Texto de leitura –
Palavras-chave: Licenciamento ambiental. Consulta prévia. Povos Tradicionais. Convenção 169 da OIT. Protocolo de Consulta.
SUMÁRIO: 1. Introdução; 2. O Processo de Licenciamento Ambiental: Contexto histórico, definição e base legal; 3. Licenças Ambientais; 3.1. Licença Prévia; 3.2. Licença de Instalação; 3.3. Licença de Operação; 4. A Convenção 169 da OIT e o Direito a Consulta Prévia aos Povos Tradicionais no Processo de Licenciamento Ambiental; 5. Conclusões. Referências
1 Introdução
O objetivo deste ensaio é analisar o processo de licenciamento ambiental dos empreendimentos ou atividades que atinjam direta ou indiretamente os povos e comunidades tradicionais, quilombolas ou indígenas, diante da Convenção nº 169 da OIT e o mecanismo de consulta prévia, livre e informada.
Será explorado de forma sucinta no primeiro tópico o processo de licenciamento ambiental diante do seu contexto histórico, base legal, conceito. No segundo será abordada a licença ambiental e suas fases, quais sejam a licença prévia, de instalação e de operação. Por último será levado em consideração o mecanismo de consulta prévia, livre e informada no licenciamento ambiental, com o consequente estudo da Convenção nº 169 da OIT, mais especificamente no que tange ao artigo 6º.
No último subitem ainda abordar-se-á o procedimento que vem sendo adotado de forma democrática e exigida pelos povos tradicionais, quilombolas ou indígenas para a concretização do direito a consulta prévia, livre e informada no processo de licenciamento ambiental ou qualquer outro processo (administrativo ou legislativo) que venha a atingir essas comunidades.

Material a processar –
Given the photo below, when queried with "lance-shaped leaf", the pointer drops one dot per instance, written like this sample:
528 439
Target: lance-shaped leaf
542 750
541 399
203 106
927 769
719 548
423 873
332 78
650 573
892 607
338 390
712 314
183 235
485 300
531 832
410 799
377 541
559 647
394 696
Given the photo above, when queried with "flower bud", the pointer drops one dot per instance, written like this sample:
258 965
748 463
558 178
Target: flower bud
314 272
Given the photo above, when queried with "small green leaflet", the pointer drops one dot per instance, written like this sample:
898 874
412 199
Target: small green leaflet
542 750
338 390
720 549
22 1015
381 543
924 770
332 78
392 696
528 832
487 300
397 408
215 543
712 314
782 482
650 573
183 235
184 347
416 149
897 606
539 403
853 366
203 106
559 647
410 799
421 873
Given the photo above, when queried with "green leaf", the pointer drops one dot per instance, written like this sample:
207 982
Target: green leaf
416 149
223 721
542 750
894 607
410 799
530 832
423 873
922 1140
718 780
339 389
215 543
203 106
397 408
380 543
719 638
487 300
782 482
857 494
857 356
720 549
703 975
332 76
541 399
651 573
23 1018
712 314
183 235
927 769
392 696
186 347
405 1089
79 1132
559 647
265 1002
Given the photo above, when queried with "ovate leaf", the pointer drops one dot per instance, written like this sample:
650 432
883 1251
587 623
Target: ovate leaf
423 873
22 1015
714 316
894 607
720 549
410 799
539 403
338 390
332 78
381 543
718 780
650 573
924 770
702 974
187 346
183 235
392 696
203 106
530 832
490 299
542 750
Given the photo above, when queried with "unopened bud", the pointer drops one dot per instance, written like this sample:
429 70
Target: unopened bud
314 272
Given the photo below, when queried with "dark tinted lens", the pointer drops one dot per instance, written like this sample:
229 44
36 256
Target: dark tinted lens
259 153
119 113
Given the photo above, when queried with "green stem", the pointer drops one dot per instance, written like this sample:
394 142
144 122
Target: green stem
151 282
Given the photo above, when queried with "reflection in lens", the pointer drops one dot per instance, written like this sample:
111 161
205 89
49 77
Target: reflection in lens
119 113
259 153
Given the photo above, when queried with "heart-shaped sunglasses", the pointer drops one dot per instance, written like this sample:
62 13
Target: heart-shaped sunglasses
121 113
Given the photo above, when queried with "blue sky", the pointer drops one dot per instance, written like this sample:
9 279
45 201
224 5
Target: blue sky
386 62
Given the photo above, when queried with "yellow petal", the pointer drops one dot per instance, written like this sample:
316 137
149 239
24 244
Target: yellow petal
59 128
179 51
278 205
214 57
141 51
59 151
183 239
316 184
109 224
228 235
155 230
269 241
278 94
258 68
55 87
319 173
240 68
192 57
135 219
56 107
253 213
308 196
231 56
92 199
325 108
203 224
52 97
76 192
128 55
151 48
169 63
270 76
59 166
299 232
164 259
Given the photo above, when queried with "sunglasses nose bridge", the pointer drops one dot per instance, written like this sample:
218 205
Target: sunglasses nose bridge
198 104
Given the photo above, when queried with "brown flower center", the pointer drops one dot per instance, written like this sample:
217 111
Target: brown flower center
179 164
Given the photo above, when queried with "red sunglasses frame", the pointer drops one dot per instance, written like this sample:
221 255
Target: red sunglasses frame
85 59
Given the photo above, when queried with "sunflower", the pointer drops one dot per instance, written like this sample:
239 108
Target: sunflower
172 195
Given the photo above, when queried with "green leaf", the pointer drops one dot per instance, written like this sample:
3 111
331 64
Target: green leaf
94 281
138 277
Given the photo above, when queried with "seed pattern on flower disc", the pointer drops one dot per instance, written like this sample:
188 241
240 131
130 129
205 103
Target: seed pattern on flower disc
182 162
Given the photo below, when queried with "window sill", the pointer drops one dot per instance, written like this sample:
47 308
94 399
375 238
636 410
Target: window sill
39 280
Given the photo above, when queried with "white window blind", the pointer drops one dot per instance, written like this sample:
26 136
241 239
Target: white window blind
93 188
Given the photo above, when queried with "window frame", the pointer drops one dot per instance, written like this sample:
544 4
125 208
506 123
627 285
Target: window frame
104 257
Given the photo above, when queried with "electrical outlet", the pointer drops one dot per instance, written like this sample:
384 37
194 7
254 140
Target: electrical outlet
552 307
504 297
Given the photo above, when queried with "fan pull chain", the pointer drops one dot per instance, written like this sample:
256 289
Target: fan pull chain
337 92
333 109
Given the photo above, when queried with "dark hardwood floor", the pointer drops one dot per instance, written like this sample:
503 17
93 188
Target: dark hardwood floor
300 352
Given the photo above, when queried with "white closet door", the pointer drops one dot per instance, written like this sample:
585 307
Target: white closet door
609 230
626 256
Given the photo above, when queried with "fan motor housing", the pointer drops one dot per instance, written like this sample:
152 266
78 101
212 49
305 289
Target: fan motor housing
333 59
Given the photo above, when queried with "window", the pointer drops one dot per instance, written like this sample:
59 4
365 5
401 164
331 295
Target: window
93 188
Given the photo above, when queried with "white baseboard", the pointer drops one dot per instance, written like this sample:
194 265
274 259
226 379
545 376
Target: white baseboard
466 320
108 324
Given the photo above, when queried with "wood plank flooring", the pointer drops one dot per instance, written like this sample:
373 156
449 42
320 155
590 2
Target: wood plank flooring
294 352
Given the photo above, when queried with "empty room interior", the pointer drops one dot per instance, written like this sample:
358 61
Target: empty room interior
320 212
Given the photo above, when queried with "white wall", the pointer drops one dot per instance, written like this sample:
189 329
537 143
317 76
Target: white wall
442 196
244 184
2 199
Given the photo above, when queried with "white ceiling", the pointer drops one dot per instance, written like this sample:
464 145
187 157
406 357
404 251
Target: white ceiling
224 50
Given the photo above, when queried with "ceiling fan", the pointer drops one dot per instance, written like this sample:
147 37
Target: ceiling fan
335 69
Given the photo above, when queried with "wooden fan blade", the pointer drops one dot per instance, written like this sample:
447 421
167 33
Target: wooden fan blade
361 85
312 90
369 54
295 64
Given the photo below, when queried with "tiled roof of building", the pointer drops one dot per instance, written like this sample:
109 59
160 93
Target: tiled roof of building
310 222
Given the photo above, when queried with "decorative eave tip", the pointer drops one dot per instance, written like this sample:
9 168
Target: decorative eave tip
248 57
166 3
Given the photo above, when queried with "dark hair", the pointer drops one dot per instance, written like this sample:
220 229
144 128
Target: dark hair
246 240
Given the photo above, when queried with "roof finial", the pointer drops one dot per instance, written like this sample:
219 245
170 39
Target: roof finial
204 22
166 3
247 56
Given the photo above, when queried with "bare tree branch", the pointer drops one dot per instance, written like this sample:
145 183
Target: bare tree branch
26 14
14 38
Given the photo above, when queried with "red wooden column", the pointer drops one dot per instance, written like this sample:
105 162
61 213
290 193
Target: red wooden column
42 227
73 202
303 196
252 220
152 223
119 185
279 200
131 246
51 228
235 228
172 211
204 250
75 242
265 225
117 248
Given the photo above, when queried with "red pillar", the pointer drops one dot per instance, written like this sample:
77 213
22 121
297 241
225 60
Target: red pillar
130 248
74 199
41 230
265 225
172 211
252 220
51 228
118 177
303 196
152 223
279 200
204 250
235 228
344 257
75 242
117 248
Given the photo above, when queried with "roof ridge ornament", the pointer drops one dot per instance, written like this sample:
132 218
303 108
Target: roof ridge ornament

Tarefa proposta A – Conte quantas linhas das entradas contêm a palavra "ceiling" e informe somente esse número.
Tarefa proposta B – Dê continuidade ao texto sobre licenciamento ambiental e consulta prévia aos povos tradicionais a partir do ponto em que ele termina.
O texto e as entradas não têm relação entre si.

Resposta escrita A – 4

Resposta escrita B –
O presente trabalho tende a responder aos seguintes questionamentos: O processo de licenciamento ambiental guarda compatibilidade com a Convenção nº 169 da OIT no que tange ao procedimento de Consulta Prévia, Livre e Informada? Qual o mecanismo adequado de consulta a ser adotado no processo de licenciamento?
O trabalho será construído com base em entendimentos já consagrados acerca de institutos jurídicos de direito privado e público, transportando-os para o mencionado direito à consulta prévia no que tange às comunidades tradicionais.
2 O Processo de Licenciamento Ambiental: Contexto histórico, definição e base legal.
Historicamente, o desenvolvimento econômico da revolução industrial impediu por muitos anos que os problemas ambientais fossem enfrentados e considerados. Os impactos e poluições ambientais à época eram visíveis por meio do desenvolvimento desordenado da indústria, porém o progresso gerado por esse crescimento era justificado como um “mal necessário”, algo que a sociedade deveria acatar e aceitar.
Na década de 1960 por sua vez, em uma reunião no Clube de Roma[1], o termo meio ambiente foi mencionado pela primeira vez com o objetivo de reconstruir os países pós-guerra, se estabelecendo ali um debate sobre os problemas ambientais instalados após esse período.
Nessa era, portanto, o que se priorizava para a instalação de um empreendimento era tão somente o aspecto econômico, não se fazendo qualquer tipo de análise dos impactos ambientais que este projeto iria gerar, nem tampouco as consequências que acarretariam ao bem estar social das populações em seu entorno.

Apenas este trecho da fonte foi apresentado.